### TEXT PASSAGE

━━━━

# Model Parameters

In [49]:
import numpy as np

# population size
N = 2

act_dim = 2
state_dim = (N+1)**2
lam = 0.9
next_V = np.ones(state_dim)*10


# pernalty coefficients
k = np.ones(state_dim) 
K = np.ones((state_dim, state_dim))

# LDR coefficients
delta_s = np.ones(act_dim)
sigma_s = np.ones(act_dim)
rho_s = np.ones((act_dim, state_dim))

bar_r_s = 10
bar_eta_s = np.ones(state_dim)
bar_Sigma_s = np.ones((state_dim, state_dim))

# bound of actions
ub_a = np.asarray([1,N])

# MIP Formulation 1 -- penalty on both mean and variance

In [50]:
import gurobipy as gp
from gurobipy import GRB
import numpy as np

model1 = gp.Model()

━━━━

(Records from a collection)
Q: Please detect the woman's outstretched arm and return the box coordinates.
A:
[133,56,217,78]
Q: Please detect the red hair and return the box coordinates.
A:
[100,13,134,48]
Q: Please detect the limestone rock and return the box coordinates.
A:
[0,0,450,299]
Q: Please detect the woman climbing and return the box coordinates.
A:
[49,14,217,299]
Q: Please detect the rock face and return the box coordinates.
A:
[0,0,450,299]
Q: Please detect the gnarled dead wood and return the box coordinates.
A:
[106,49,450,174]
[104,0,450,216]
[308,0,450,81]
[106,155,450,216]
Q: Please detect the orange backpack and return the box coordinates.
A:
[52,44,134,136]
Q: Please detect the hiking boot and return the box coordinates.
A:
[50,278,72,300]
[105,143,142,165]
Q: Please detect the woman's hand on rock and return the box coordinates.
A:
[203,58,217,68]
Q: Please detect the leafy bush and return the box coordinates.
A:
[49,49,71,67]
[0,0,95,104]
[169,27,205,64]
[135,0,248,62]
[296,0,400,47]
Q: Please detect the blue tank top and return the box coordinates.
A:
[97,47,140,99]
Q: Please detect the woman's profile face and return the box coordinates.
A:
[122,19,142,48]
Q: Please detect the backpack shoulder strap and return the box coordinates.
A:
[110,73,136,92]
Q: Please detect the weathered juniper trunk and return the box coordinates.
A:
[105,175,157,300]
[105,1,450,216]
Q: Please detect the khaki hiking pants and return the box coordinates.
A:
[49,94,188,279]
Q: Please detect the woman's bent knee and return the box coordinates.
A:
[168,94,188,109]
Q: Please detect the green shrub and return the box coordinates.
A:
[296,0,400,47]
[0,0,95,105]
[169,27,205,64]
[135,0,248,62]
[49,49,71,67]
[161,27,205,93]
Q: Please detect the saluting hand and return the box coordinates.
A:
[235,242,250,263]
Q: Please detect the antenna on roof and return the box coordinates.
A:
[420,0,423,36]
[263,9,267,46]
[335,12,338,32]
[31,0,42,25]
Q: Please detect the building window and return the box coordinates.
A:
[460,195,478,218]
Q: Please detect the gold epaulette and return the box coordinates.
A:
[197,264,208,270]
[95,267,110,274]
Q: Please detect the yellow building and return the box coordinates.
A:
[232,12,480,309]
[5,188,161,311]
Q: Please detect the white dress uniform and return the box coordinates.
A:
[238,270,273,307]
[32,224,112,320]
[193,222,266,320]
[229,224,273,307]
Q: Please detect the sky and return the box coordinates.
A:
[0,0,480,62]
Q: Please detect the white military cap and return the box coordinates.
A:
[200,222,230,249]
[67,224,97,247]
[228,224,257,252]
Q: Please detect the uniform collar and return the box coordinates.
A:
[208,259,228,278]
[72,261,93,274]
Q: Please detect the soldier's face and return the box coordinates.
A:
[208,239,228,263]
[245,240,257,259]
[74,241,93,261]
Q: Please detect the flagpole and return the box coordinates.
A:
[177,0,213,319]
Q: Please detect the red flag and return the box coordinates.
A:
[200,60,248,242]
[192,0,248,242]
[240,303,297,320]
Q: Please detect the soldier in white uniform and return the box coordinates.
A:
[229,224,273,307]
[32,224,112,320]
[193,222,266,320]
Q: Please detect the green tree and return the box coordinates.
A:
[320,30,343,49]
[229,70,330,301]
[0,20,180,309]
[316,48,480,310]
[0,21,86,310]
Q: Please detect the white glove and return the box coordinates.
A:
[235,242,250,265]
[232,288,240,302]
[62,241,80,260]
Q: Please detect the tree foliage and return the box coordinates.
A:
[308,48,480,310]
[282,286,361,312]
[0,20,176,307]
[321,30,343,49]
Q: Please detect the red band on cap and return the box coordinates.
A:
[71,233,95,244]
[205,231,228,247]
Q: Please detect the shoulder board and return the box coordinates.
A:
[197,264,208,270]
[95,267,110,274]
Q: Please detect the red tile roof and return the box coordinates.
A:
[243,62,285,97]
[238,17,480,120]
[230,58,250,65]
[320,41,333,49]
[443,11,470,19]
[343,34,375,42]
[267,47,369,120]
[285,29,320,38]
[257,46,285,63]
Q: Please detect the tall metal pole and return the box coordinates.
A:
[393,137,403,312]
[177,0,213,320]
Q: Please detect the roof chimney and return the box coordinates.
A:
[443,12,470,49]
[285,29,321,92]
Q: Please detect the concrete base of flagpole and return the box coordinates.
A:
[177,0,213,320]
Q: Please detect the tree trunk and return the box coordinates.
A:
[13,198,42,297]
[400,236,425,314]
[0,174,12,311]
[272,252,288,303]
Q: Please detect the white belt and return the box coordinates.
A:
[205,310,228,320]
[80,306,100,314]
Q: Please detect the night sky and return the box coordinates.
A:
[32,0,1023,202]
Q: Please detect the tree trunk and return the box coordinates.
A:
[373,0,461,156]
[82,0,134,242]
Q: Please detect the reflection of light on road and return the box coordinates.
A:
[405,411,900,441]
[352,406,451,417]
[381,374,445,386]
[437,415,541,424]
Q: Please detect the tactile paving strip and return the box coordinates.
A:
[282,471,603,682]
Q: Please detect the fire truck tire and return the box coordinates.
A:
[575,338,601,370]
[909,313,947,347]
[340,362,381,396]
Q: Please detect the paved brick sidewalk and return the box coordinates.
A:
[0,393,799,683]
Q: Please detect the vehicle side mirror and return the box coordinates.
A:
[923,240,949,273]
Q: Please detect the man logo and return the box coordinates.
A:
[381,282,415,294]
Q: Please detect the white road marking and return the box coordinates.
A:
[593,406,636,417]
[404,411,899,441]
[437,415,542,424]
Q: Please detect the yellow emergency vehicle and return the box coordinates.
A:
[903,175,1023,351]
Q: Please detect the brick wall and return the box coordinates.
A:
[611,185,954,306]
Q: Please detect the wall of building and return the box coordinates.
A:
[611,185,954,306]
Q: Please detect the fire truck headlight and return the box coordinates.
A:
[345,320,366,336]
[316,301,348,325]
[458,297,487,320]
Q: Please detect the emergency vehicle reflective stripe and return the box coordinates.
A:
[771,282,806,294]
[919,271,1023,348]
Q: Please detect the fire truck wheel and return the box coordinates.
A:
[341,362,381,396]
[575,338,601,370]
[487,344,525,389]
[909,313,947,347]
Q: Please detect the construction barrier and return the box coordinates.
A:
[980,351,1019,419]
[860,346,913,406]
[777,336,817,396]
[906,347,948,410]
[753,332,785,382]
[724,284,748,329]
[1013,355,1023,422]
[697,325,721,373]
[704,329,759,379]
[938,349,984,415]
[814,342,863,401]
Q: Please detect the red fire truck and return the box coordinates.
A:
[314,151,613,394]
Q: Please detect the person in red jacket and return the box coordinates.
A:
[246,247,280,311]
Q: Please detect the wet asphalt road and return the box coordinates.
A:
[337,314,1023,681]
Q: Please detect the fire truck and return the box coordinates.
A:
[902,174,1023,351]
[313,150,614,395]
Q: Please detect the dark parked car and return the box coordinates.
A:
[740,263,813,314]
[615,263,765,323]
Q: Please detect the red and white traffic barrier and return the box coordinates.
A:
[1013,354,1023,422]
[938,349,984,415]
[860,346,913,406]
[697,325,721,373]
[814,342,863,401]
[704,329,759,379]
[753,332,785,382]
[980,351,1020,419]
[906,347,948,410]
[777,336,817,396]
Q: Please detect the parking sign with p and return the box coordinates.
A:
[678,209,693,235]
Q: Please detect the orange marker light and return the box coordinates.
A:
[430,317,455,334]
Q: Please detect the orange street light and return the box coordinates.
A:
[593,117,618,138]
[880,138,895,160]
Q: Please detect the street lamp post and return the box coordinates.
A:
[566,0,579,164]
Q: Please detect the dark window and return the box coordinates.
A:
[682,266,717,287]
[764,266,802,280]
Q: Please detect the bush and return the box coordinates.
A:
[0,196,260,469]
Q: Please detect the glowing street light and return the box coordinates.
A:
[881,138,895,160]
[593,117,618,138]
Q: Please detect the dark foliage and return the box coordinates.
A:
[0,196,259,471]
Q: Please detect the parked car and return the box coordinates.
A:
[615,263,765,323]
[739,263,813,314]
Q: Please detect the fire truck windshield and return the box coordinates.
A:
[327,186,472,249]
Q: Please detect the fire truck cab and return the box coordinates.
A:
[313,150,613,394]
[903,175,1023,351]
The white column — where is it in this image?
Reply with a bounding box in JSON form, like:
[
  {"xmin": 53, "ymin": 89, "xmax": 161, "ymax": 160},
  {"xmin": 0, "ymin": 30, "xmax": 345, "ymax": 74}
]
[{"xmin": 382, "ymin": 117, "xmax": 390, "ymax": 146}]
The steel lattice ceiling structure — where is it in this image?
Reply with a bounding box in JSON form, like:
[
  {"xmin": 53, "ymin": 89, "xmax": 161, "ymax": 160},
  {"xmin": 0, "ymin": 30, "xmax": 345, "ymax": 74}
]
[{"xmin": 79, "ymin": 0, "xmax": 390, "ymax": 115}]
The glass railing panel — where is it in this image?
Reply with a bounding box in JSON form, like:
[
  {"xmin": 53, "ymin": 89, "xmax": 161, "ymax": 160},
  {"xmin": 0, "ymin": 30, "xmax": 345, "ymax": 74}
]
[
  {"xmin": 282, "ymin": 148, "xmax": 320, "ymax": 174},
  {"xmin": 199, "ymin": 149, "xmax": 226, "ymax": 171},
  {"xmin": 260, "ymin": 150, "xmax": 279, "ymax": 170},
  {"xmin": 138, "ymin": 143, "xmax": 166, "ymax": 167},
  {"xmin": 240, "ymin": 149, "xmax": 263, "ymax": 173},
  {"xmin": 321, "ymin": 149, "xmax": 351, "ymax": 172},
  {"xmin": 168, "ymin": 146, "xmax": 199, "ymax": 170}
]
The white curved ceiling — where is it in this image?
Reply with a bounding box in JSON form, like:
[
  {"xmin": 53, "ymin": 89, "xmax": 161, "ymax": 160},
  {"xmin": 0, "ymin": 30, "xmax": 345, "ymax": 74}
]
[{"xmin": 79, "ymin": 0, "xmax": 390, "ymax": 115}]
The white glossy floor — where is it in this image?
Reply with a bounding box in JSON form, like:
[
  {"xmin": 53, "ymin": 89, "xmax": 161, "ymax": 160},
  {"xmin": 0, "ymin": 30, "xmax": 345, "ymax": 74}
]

━━━━

### WHAT TO DO
**A)** Rewrite the block of the model parameters code that begins "# population size" as a short list, one item for each value it sets.
**B)** Continue the model parameters code from its last line, `model1 = gp.Model()`.

### ANSWERS TO THE TASKS
**A)**
- N (population size) = 2
- act_dim = 2
- state_dim = (N+1)**2
- lam = 0.9
- next_V = an array of ones of length state_dim, multiplied by 10

**B)**
a = [0 for i in range(act_dim)]
w = [0 for i in range(state_dim)]
u = [0 for i in range(state_dim)]
Q = [[0 for j in range(state_dim)] for i in range(state_dim)]
h = [0 for i in range(state_dim)]
m0 = [[0 for j in range(state_dim)] for i in range(act_dim)]
m1 = [[0 for j in range(state_dim)] for i in range(act_dim)]
m2 = [[[0 for j_ in range(state_dim)] for j in range(state_dim)] for i in range(act_dim)]
m3 = [[[[0 for j_ in  range(state_dim)] for j in range(state_dim)] for i_ in range(act_dim)] for i in range(act_dim)]
m4 = [[0 for j in range(state_dim)] for i in range(state_dim)]
m5 = [[0 for j in range(state_dim)] for i in range(state_dim)]


r = model1.addVar(vtype=GRB.CONTINUOUS, lb = -GRB.INFINITY, ub = GRB.INFINITY, name = 'r')
q = model1.addVar(vtype=GRB.CONTINUOUS, lb = -GRB.INFINITY, ub = GRB.INFINITY, name = 'q')
for i in range(act_dim):
    a[i] = model1.addVar(vtype=GRB.INTEGER, lb = 0.0, ub = ub_a[i], name = 'a%d' %i)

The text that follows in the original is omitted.